What you should do: Task for the records below: copy exactly from the first line on, stopping once the line with "Please identify the white" is copied, and leave out the pictures.

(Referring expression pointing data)
*** Block opens ***
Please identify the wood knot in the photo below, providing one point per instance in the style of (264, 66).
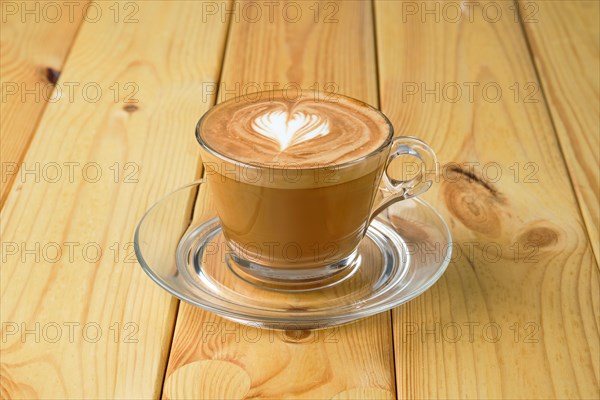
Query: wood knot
(473, 201)
(52, 75)
(130, 108)
(539, 237)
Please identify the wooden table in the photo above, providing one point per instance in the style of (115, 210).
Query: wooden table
(99, 105)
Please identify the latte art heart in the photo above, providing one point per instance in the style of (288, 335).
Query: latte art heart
(288, 130)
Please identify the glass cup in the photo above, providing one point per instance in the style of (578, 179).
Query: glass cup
(287, 226)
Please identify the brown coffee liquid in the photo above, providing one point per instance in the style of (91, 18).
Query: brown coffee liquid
(304, 203)
(304, 227)
(310, 130)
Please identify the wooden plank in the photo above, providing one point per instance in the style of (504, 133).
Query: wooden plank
(36, 40)
(114, 324)
(497, 325)
(565, 41)
(352, 361)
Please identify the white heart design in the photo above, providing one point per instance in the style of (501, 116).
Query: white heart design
(278, 126)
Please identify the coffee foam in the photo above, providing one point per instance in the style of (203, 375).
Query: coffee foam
(309, 131)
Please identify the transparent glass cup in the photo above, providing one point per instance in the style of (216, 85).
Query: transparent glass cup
(286, 225)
*** Block closes ***
Solution to this task:
Please identify the wood knot in the photo below, providing one point per instance in the style of (264, 66).
Query: wood knot
(473, 201)
(52, 75)
(130, 108)
(539, 237)
Please identify the wooden table in the photo above, providing one point per instance in the style of (115, 210).
Query: wooden table
(99, 105)
Please identify the latte art heart in the photo above, providing one point per instance in the style of (288, 335).
Query: latte art heart
(288, 130)
Please identify the glass cup in the photo above, providing one point per instance in the style of (578, 179).
Query: glass cup
(287, 226)
Please identify the brown coffee liquid in the photo above, providing one point per instance in the style of (91, 18).
Query: brown coffee liquid
(304, 203)
(304, 227)
(310, 130)
Please identify the wooden plank in the photo above, providing one point per instance in the style of (504, 133).
Query: wooden plank
(36, 40)
(114, 324)
(497, 325)
(565, 41)
(352, 361)
Please identify the white heart design in the photo above, providing one point per instance in the style of (501, 116).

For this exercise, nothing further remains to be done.